> Activity:
All lines from the one containing "Where can you spot the dome" to the end of the data below are to be returned exactly, both ends included, with nothing added.

##### Given records #####

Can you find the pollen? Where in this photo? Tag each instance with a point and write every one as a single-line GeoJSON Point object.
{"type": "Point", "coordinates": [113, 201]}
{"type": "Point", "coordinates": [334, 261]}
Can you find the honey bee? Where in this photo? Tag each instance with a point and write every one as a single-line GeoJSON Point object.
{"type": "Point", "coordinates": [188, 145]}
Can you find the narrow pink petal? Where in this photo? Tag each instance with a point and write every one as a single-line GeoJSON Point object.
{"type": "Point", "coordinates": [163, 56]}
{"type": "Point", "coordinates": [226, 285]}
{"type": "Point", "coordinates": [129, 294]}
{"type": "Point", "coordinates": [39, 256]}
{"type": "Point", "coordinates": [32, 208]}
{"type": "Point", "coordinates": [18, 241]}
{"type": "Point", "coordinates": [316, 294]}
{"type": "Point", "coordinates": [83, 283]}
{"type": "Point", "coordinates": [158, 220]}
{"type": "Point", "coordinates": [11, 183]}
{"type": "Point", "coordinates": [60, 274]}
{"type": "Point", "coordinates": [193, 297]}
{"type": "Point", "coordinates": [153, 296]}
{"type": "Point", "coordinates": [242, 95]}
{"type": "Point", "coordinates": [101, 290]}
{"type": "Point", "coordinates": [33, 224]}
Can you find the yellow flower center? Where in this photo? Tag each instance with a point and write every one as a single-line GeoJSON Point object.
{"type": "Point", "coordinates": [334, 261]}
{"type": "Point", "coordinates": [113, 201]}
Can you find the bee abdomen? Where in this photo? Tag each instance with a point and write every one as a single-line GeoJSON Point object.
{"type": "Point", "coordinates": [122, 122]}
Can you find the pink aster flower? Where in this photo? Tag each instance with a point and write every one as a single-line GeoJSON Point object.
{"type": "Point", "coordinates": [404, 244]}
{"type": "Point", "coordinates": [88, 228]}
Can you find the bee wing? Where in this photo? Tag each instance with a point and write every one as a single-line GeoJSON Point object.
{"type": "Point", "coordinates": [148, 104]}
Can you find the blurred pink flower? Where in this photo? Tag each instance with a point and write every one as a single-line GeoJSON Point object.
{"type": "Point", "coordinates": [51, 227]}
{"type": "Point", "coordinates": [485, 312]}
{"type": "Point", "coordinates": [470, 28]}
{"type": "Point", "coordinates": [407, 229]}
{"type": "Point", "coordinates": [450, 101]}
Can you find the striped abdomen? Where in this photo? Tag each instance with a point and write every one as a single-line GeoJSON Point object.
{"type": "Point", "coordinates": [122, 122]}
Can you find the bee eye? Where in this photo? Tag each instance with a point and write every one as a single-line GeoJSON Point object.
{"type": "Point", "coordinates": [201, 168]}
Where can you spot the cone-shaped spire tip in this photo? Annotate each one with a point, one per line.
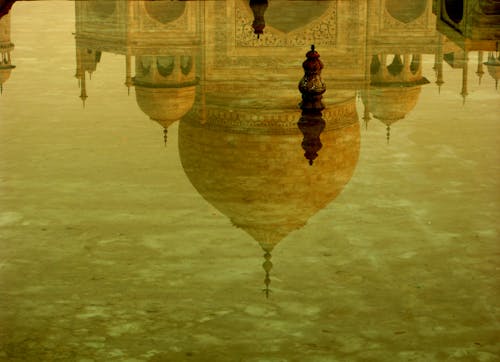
(267, 265)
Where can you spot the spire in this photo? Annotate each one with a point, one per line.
(83, 89)
(267, 265)
(311, 124)
(465, 69)
(128, 71)
(439, 63)
(366, 116)
(258, 7)
(480, 70)
(311, 86)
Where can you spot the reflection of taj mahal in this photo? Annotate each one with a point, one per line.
(381, 57)
(6, 48)
(236, 96)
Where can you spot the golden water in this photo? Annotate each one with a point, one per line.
(118, 247)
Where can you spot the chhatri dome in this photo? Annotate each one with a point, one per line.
(165, 87)
(394, 87)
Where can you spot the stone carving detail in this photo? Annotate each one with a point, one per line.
(277, 122)
(389, 22)
(321, 32)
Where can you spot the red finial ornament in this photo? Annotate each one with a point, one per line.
(258, 7)
(311, 86)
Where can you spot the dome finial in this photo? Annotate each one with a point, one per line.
(311, 85)
(267, 265)
(311, 124)
(258, 7)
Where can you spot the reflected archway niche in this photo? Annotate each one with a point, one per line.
(406, 11)
(454, 9)
(165, 11)
(102, 8)
(287, 16)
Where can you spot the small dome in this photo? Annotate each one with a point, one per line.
(165, 105)
(390, 104)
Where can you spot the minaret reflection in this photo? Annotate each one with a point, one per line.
(394, 88)
(397, 37)
(6, 47)
(162, 39)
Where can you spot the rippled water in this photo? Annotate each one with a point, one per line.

#####

> Task answer:
Where can you spot the dome finial in this photo? Annotate each one with a point, one per line.
(311, 85)
(267, 265)
(311, 124)
(258, 7)
Where can you spot the reflected archway niche in this photo? Annotate each one with a point, one per line.
(406, 11)
(454, 9)
(165, 11)
(102, 8)
(287, 16)
Where can you spot the small dome in this photo? Annotate each one with a point, one per line.
(165, 105)
(390, 104)
Where can you spot the minaret reflection in this photo? Annotate each one with a point, one per line.
(394, 88)
(397, 37)
(6, 47)
(162, 39)
Where can you spot the rippled water in this photo? Annotate each one with a point, one per line.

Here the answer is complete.